→ **SOURCE EXTRACT**
I guess I deep down believe that ,yes, it really can all just go away. It is a possibility. It is the first thing I thought of when 9/11 happened. Wow. It is just a little bit of America, imagine it was a whole city. Not impossible. But maybe and what if have lead me to quiet insanity before.
Now I wonder after seeing this video if it is simply the gut reaction that there is something fundamentally wrong with our culture,and that we cannot continue the present course.I try to avoid advertisement, but it has so diluted any media that it is difficult to see what's going on in the world and not be exposed. What bothers me most is when I don't even conciously hear it anymore. Because when I really listen it is pure insanity. Spin and play on words and images. Marketing to children whose parents are to exhausted from the treadmill they aquiesce just to shut them up. Can't disappoint the children!

So as usual I will have my opinion and then promptly look in my own back yard, or gargbage can and shopping bag, as it were. So maybe I'll pledge in 2008 to not buy anything I won't use for 5 more years, or use up everything I have, or something noble like that... Drat, no more pen and paper splurges. I did realize over the last 10 years I have started and never filled at least as many journals. What made me think I needed a new one? I wonder.

Sunday, December 16, 2007

The mirror of the past

All this snow and ice has me housebound. The plow guy was MIA until noon after the storm. I came to fully appreciate how wimpy I have become when walked K2 to a playdate friend up the hill. Gee, this snow is deep. Didn't look so deep from the cozy warm front window... Even the cats recoil from the cold that blasts in the door and and they scurry away with pinched faces.

In this forced holding pattern, I had a rare gift. Hubby has been in one of his mad digital conversion fits. His goal is to convert every tape, slide, film, or other "ancient" media form into a library of digital files for posterity or who ever gets a kick out of it. I have had two reel to reel tapes since forever that my mom gave me. They were labelled cryptically in German with dates of 1960 and 1970.

→ **STATED PROBLEM 1**
List every kind of media item the blog post names as something the husband wants converted to digital files.
→ **STATED PROBLEM 2**
Answer these from the blog post, each on its own line:
(a) Until what time was the plow guy missing after the storm?
(b) In what language were the two reel-to-reel tapes labeled?
(c) What dates were written on those tapes?
→ **STATED PROBLEM 3**
Write a continuation of the blog post, starting after its final sentence.

→ **RECORDS**

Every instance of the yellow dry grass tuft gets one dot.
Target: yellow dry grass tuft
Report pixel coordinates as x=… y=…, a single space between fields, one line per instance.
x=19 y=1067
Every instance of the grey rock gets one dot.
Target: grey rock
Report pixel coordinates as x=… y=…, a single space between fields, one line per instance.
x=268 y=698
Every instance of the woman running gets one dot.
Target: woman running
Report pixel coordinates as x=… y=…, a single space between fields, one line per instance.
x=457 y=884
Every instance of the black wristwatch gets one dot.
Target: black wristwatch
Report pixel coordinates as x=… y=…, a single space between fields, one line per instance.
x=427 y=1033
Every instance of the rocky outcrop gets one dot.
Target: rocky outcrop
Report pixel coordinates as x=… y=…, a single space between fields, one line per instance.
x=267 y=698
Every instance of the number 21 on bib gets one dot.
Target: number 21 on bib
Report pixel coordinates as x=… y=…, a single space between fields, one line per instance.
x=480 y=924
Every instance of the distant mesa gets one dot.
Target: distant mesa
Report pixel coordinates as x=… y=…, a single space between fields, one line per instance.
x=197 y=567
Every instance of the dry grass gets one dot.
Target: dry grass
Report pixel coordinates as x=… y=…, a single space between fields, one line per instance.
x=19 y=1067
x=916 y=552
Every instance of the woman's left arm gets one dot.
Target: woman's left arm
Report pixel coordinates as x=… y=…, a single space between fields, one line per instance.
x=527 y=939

==

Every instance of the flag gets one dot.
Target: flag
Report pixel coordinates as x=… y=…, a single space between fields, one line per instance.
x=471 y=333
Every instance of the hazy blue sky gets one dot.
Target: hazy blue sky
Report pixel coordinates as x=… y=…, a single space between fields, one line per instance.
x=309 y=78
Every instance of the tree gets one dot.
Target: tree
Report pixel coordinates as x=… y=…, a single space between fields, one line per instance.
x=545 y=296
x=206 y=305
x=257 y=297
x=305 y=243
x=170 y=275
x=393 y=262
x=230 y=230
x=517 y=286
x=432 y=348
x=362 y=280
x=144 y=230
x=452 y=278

==

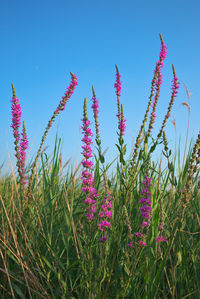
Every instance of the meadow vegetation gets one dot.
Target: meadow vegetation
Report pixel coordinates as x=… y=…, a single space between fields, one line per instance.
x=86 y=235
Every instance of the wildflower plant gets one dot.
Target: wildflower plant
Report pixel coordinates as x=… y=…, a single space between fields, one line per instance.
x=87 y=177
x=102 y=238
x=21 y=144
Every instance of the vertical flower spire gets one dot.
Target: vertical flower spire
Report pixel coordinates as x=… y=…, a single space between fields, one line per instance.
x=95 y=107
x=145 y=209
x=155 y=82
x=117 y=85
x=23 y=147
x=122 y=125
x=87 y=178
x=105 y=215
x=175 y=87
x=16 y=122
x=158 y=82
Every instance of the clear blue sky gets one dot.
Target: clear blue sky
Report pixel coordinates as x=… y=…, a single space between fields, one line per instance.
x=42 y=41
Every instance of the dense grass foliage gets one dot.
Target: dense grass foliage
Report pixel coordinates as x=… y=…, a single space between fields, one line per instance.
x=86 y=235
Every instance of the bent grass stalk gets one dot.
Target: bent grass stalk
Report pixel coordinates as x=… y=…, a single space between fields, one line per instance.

→ **TASK RESULT 1**
tape, slide, film

→ **TASK RESULT 2**
(a) Until noon.
(b) German.
(c) 1960 and 1970.

→ **TASK RESULT 3**
So on my desk was a bright shiny new CD with mp3 files of ancient history. It took a little fiddling with volume and headphones to fully get it, but suddenly I was hearing my mother's voice. Much thinner, much younger. Then my father's. Talking to the tape which was to be sent to my mother's mother in Germany. They talked of their new town and church, of the friendly people, how things compared with their home. They talked of Kennedy's election over Nixon. I heard my mother giggle with the barely suppressed news that she was pregnant with the child before me, who would die in infancy.

The last segment she spoke to her sister in 1970. She rejoiced in having a rare afternoon to herself without the interruption of children. She was explaining the current stresses of her life- inflation, layoffs, kids turning to drugs. She mentioned each of us and where we were and what we looked like. All of our good qualities she praised. My father's work and the perilous position he was in with waves of layoffs. She was taking college courses to get her teaching certificate and the mother-juggling she had to do to get that all done and all of us taken care of.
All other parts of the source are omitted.